Referring expression grounding data:
┏━━
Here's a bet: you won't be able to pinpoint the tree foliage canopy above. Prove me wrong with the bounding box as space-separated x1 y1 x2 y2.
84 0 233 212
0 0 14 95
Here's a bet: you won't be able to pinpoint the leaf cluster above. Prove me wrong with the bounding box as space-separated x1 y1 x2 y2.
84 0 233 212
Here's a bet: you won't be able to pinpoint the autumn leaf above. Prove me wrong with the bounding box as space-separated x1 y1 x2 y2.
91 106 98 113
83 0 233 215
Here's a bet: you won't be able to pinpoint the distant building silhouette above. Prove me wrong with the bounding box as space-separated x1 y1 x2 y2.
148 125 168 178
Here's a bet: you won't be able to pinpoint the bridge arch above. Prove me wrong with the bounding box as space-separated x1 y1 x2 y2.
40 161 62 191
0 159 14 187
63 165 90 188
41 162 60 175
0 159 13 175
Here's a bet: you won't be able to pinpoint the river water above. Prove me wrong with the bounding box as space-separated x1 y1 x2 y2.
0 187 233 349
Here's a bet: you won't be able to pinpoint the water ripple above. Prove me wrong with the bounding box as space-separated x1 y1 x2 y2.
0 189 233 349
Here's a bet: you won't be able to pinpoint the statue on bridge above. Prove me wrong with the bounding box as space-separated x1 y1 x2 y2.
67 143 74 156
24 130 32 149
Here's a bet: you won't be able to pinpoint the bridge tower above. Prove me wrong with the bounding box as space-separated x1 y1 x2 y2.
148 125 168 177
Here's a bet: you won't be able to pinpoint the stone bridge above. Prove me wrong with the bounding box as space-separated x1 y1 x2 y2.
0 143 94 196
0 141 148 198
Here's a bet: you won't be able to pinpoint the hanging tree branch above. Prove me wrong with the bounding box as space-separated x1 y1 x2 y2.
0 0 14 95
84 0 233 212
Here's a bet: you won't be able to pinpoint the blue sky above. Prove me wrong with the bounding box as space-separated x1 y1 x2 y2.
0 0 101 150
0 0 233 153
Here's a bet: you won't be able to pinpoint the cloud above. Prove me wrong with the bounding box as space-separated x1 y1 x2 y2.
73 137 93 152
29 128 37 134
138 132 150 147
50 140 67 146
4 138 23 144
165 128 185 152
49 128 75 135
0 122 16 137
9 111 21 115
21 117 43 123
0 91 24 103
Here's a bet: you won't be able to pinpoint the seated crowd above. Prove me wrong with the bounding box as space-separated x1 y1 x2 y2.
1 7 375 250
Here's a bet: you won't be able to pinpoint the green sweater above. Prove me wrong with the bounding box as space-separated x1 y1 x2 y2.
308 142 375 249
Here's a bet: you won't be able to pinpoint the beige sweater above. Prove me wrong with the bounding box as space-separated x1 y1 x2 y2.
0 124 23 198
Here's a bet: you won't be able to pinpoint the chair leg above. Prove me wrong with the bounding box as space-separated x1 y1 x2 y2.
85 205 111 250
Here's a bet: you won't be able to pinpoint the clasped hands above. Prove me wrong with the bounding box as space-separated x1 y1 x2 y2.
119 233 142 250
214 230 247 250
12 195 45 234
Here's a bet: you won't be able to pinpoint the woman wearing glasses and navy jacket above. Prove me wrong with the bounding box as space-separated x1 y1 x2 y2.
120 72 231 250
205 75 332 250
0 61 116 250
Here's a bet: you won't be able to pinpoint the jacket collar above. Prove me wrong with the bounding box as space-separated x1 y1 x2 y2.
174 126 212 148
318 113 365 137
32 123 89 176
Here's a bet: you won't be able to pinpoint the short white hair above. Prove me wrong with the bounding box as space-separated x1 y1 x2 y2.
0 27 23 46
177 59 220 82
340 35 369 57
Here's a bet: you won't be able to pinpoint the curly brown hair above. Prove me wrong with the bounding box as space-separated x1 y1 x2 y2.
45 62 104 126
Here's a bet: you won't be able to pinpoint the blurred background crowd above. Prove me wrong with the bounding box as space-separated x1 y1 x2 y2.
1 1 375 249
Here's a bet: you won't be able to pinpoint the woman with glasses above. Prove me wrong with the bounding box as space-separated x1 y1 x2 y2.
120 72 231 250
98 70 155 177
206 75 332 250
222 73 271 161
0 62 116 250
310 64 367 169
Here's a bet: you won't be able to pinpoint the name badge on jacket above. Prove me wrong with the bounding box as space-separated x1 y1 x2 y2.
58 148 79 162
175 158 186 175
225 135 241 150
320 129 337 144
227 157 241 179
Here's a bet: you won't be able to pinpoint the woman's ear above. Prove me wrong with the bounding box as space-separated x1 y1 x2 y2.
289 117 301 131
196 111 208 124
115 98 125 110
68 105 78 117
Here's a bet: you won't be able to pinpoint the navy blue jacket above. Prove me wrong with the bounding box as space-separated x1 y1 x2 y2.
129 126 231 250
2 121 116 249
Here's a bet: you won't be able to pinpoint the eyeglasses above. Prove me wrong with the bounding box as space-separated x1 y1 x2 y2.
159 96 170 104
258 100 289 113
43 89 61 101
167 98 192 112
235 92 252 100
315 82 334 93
┗━━
Task prompt: Your output should be the lines from the one with "Here's a bet: you won't be able to pinpoint the blurred" through the last line of the entries above, copied exactly and nothing more.

Response box:
Here's a bet: you won't be able to pinpoint the blurred background crowd above. Prove me wrong with the bounding box as space-separated x1 y1 x2 y2.
1 1 375 249
Here's a bet: you won't be able to pinpoint the woman with glasses above. Prove me wrong with the bounding box as space-separated x1 y1 x2 y2.
120 72 231 250
98 70 155 177
206 75 332 250
222 73 271 161
0 62 116 250
310 64 367 169
Here's a bet: you won't be able to pinpoint the name badge on jacket above. Prove me wrong with the bounding box as space-separated x1 y1 x2 y2.
58 148 79 162
175 158 186 175
225 135 241 150
320 129 337 144
227 157 241 179
Here's a bet: you won't be able to pinpoint the woman's ear above. Prove me wrong with the bounding box as space-separated x1 y1 x2 y2.
289 117 301 131
196 111 208 124
115 98 125 110
68 105 78 117
Here's a bet: you won't be able to pinpoint the navy blue jacket above. Prove me wrong with the bounding box as space-separated x1 y1 x2 y2.
129 126 231 250
2 121 116 249
Here's a bet: you won't be able to pinpoint the eyeglasses above. Prove me wrong with the bounding box as space-separated x1 y1 x2 y2.
159 96 170 104
258 100 289 113
43 89 61 101
167 98 192 112
235 92 252 100
315 82 334 93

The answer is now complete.